DATA IN THIS EXERCISE:
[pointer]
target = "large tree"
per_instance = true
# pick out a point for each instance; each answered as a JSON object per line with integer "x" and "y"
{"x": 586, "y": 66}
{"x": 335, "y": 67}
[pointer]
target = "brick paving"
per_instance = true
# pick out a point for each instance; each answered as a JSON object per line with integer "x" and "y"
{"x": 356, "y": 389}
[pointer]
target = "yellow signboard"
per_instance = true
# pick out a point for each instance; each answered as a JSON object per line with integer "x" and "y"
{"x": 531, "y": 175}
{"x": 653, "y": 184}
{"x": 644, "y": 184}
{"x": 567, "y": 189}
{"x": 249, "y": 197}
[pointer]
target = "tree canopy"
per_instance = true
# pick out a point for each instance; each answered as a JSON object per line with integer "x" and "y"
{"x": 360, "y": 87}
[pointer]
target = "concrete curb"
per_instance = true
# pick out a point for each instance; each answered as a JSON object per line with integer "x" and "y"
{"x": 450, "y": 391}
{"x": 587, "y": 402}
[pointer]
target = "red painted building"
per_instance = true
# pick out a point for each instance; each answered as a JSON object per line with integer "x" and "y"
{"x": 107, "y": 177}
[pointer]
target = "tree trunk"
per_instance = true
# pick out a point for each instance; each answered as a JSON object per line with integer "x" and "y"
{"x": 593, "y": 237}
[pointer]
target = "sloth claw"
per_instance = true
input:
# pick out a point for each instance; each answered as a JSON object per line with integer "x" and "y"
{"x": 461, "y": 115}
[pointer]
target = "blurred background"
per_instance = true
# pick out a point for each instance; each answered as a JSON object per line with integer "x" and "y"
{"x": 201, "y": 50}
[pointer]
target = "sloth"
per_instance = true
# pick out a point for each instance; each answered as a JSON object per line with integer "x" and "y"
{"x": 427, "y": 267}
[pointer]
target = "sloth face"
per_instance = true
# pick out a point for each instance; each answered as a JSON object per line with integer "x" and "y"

WHAT YOU NEED TO DO:
Return the whole listing, word for word.

OUTPUT BELOW:
[pointer]
target = "large tree"
per_instance = true
# pick out a point for each instance; each answered as a JSON object per line with integer "x" and "y"
{"x": 586, "y": 66}
{"x": 335, "y": 67}
[pointer]
target = "brick paving"
per_instance = true
# pick out a point for each instance; each answered as a JSON object per line with integer "x" and "y"
{"x": 356, "y": 389}
[pointer]
target = "yellow signboard"
per_instance = true
# pick out a point for each instance; each answered as a JSON object per line with integer "x" and "y"
{"x": 531, "y": 175}
{"x": 653, "y": 184}
{"x": 644, "y": 184}
{"x": 567, "y": 189}
{"x": 249, "y": 197}
[pointer]
target = "tree canopy"
per_instance = true
# pick out a point for each instance; each answered as a JSON object per line with integer "x" and "y"
{"x": 360, "y": 87}
[pointer]
target = "concrete curb"
per_instance = true
# pick out a point for each instance; each answered as a JSON object per line with integer "x" and "y"
{"x": 450, "y": 391}
{"x": 587, "y": 402}
[pointer]
target = "red painted building"
per_instance = true
# pick out a point for each instance; each answered as a JSON object per line with integer "x" and "y"
{"x": 107, "y": 177}
[pointer]
target = "tree trunk"
per_instance = true
# pick out a point for each instance; each answered as a JSON object per line with integer "x" and "y"
{"x": 593, "y": 237}
[pointer]
target = "sloth claw"
per_instance = true
input:
# pick out a point for each instance; each answered as a JSON object per line with integer "x" and "y"
{"x": 461, "y": 115}
[pointer]
target = "blurred background"
per_instance = true
# pick out a point for each instance; each answered as a JSON object per line with integer "x" and "y"
{"x": 201, "y": 50}
[pointer]
target = "sloth"
per_instance = true
# pick out a point for each instance; each answered as a JSON object per line with integer "x" and "y"
{"x": 427, "y": 267}
[pointer]
target = "sloth face"
per_instance = true
# pick out a point for each instance; each answered as a JSON object per line with integer "x" and "y"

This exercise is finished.